#### ТЕКСТ:
◇ ◇ ◇ ◇
Шрифт:
Интервал:
Закладка:
Думаю, я еще долго не буду так напиваться. Мой желудок не принимает алкоголь в таком количестве. Чего хочет разум, отвергает сердце.
Кручу приемник. Странные, расчлененные обрывки речи, музыки — шовинистические, беспристрастные, субъективные, полные разных настроений, nostalgie[117]. Ночные клубы, нежные цветы, приглушенный свет. Звучит фортепьяно, уголок музыки в огромном зале. Испанская музыка, пронзительная и трагическая. Разноязычие, многообразие атмосфер, внезапное ослабление звука, плохо различимые вещи. Некоторые вызывают неприязнь, и тогда щелчок пальца отбрасывает их в никуда. То, что неинтересно, отправляется туда же. И тут я вдруг чувствую, что и здесь растрачиваю жизнь. Вслушиваюсь в нее через приемник.
Слишком много времени я провожу в безделье — слушаю, сижу, пью кофе, играю в бильярд. Когда не пишу, я становлюсь скучным. То высокое, что есть во мне, постепенно деградирует. Никогда мне не стать по-настоящему великим писателем. Мои усилия не приводят к достойному результату. Я должен переписывать одно и то же по десять раз, и все равно меня ждет неудача. Пребывание в Пуатье — пустая трата времени. Скучный, сонный, выпавший из времени город. Сплошной застой. Не вижу здесь никого, с кем бы хотелось сойтись. С каждым днем я ощущаю себя все более одиноким. В чудаках все-таки что-то есть. Особенно в Поджах. Гай, Бэзил, Роджер. Я всех их потерял. И никто из них, по существу, не знал меня. С Поджами мне было лучше всего. Сложное чувство — все это несерьезно, но это не должно быть несерьезно, однако несерьезно. Что-то вроде наводящей ужас игры в пинг-понг между двумя вялыми игроками внутри меня.
Международные новости нагнетают жуткую тоску. Кажется, что война рядом, она несет с собой всемирный хаос, абсолютный тупик, когда каждый человек в отдельности хочет одного, а природная стихия — другого. И последняя побеждает. Ведущее к столкновению медленное скатывание по склонам навстречу друг другу двух крупных тел. Крушение неизбежно. Все отвратительно. Впервые такой кризис оказывает влияние лично на меня. Сколько во всем этом боли, жестокости, глупости и бессмысленности. Я понимал это и раньше, но никогда прежде не воспринимал события так остро, никогда не чувствовал, что они непосредственно задевают меня. Хочу писать и не могу. Провожу время в «Кафе де ла Пэ», потому что должен быть среди собратьев, чтобы возродить в себе хоть каплю веры. Хочется посмеяться с ними и обо всем забыть. Эго стало навязчивой идеей. С такими новыми мыслями уже нельзя пребывать в одиночестве, поэтому я играю в бильярд, пью кофе, отпускаю шуточки и позволяю времени течь сквозь пальцы, словно оно не имеет никакой цены.
◇ ◇ ◇ ◇
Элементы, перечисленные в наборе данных
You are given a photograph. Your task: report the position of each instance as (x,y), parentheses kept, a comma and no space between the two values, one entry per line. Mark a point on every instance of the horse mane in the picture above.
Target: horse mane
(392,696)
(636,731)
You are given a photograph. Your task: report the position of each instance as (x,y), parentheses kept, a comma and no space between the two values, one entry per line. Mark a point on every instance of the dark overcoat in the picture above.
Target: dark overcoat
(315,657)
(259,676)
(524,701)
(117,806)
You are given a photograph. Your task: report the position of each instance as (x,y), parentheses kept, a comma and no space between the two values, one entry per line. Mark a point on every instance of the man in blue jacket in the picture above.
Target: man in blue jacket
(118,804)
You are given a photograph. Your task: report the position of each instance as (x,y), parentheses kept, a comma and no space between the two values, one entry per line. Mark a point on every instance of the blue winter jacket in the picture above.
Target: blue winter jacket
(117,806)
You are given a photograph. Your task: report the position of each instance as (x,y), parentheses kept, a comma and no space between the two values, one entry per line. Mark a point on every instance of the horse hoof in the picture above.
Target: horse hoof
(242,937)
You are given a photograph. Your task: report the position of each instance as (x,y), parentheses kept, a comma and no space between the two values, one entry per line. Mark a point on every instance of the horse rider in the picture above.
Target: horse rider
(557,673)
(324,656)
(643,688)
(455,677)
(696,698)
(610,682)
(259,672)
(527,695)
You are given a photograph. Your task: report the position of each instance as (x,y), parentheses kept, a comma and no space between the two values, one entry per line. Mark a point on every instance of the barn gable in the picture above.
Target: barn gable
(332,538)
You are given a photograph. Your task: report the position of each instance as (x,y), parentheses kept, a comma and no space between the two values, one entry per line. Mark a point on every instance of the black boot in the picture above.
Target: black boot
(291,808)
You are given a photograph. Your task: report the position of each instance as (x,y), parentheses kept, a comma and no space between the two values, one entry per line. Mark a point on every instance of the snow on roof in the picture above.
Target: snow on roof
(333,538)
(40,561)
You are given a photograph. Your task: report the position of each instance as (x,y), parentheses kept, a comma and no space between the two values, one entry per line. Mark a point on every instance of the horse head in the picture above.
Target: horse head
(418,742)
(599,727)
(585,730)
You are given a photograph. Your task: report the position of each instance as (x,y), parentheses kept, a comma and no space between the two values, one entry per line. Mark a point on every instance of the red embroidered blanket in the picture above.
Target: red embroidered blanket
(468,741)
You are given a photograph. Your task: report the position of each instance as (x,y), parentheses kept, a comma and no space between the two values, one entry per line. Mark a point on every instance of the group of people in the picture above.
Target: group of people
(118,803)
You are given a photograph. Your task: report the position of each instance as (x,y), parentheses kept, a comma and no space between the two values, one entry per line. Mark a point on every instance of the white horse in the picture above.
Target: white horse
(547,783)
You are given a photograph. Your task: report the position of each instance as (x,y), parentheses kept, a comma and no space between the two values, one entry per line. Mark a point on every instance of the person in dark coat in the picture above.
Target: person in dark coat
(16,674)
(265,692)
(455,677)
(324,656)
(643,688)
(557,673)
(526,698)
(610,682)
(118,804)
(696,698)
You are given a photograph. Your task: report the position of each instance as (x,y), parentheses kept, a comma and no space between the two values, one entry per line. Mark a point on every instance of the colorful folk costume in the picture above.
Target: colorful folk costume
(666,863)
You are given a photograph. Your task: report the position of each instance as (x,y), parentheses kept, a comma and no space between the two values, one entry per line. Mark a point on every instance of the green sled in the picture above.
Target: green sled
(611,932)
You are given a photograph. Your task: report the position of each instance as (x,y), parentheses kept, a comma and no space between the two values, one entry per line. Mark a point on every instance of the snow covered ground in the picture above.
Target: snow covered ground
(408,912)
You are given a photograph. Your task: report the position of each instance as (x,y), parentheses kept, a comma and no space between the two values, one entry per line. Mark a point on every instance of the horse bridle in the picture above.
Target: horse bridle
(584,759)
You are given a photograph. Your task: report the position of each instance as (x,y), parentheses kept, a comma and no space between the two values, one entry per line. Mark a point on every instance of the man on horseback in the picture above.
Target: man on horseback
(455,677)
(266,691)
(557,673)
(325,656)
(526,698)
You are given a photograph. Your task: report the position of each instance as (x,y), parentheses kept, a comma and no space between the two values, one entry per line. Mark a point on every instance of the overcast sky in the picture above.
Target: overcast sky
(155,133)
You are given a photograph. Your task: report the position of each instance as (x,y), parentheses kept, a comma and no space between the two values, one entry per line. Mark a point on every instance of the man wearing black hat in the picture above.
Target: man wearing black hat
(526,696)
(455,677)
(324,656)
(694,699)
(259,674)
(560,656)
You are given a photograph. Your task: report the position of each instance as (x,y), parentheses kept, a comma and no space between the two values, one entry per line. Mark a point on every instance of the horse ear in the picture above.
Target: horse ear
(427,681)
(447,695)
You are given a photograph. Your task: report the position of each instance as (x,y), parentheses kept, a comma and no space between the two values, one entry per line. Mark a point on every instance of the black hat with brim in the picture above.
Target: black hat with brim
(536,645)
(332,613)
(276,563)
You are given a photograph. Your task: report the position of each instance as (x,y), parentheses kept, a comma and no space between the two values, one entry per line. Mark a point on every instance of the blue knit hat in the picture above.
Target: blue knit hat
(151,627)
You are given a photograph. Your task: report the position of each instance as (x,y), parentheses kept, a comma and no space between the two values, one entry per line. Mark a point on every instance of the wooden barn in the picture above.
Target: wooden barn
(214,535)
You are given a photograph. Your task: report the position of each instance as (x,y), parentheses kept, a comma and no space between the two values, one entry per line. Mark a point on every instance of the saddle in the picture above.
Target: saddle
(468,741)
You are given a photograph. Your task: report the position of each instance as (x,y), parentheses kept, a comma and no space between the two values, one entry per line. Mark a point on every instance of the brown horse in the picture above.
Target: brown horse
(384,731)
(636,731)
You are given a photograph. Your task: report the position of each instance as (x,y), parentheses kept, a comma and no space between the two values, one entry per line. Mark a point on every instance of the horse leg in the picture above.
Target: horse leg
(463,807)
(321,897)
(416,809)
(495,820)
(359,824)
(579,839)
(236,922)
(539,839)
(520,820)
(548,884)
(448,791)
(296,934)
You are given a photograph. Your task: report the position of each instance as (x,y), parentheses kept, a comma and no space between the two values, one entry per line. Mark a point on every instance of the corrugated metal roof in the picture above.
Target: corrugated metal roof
◇ ◇ ◇ ◇
#### ЗАДАНИЯ:
a – В каком кафе, согласно тексту о жизни в Пуатье, проходит время среди собратьев?
b – Напишите продолжение текста о жизни в Пуатье, начиная сразу после его последнего предложения.

#### ОТВЕТЫ:
a – В «Кафе де ла Пэ».

b –
8 декабря
В полночь опять зашли с Чарлзом в бар, но уже с твердым решением не напиваться. Позже, когда мы разошлись, я испытал необыкновенное орнитологическое переживание. Было три часа утра, пустынный город спал, окутанный дымкой тумана. Горело несколько уличных фонарей. Внезапно я услышал множество тоненьких голосков, ошибиться я не мог: то были дрозды. Повсюду. В небе. На крышах домов. У них удивительный свист — тонкий, высокий, звенящий; само вдохновение; в нем отчетливо различается нежный звон. Словно внезапный блеск старинного серебра в темной комнате. Странные, нездешние, прекрасные звуки. Затем, когда я стоял посреди площади, где располагалась префектура, раздался неподражаемый свист дикого селезня, и меня пронзила нервная дрожь. Вряд ли что-то в искусстве или в природе, за исключением разве что пения лесного жаворонка, может мгновенно привести меня в такое острое состояние волнения и радости. То, что этот дикий, пронизанный романтикой свист прозвучал в центре скучного, сонного, удаленного от моря города, было как электрический разряд. Это случилось так неожиданно и так много значило для меня: подумать только, из 60 тыс. жителей города один я удостоился услышать их пение. Полчаса я стоял на площади. Было очень холодно и тихо. За все это время не прошел ни один человек, не проехал ни один автомобиль. И постепенно до меня дошло. Все небо было в птицах. Я отдал бы все на свете, чтобы узнать наверняка, что там, хотел, чтобы мгновенно явился дневной свет, будто его включили. Время от времени я слышал зеленых ржанок, золотистый бекас облетел площадь, словно заблудился, он летел так низко, что, казалось, я его вижу. Повсюду дрозды. Потом раздался сладострастный крик — кому он принадлежал, я не распознал. Непрерывное посвистывание и шуршание крыл. И вдруг стремительное приближение большой стаи, такой шум бывает только от стаи диких уток. Должно быть, они летели относительно низко. Наверное, по каким-то причинам происходила великая миграция птиц, а я случайно оказался на их пути. Бог знает, почему птицы летели через Пуатье. Я вернулся домой около половины четвертого и открыл окно. Комнату тут же заполнил свист дроздов. Зеленых ржанок. Я бросил взгляд в сторону сортировочной станции. Неожиданно над железнодорожными путями пронесся крик диких уток, они как будто узнали все еще освещенную станцию. Через некоторое время крики повторились. В конце концов, сильно продрогший, я отправился спать.
У меня не было сомнений, что я являюсь связующим звеном между двумя мирами. Стоя у окна и слушая крики уток, я принадлежал к несравненно большему и таинственному миру, чем кто-либо другой в городе.
Во мне теснились печаль и грусть, их вызывала громадность переживания: я понимал, что никогда не сумею передать в словах всю его силу и очарование. Я способен чувствовать эту магию, потому что много часов провел, наблюдая за птицами и охотясь на уток.
Да, восхитительное переживание, особенно взволновавшее меня из-за его полной неожиданности. Весь день я всматривался в небо, но больше ничего не видел.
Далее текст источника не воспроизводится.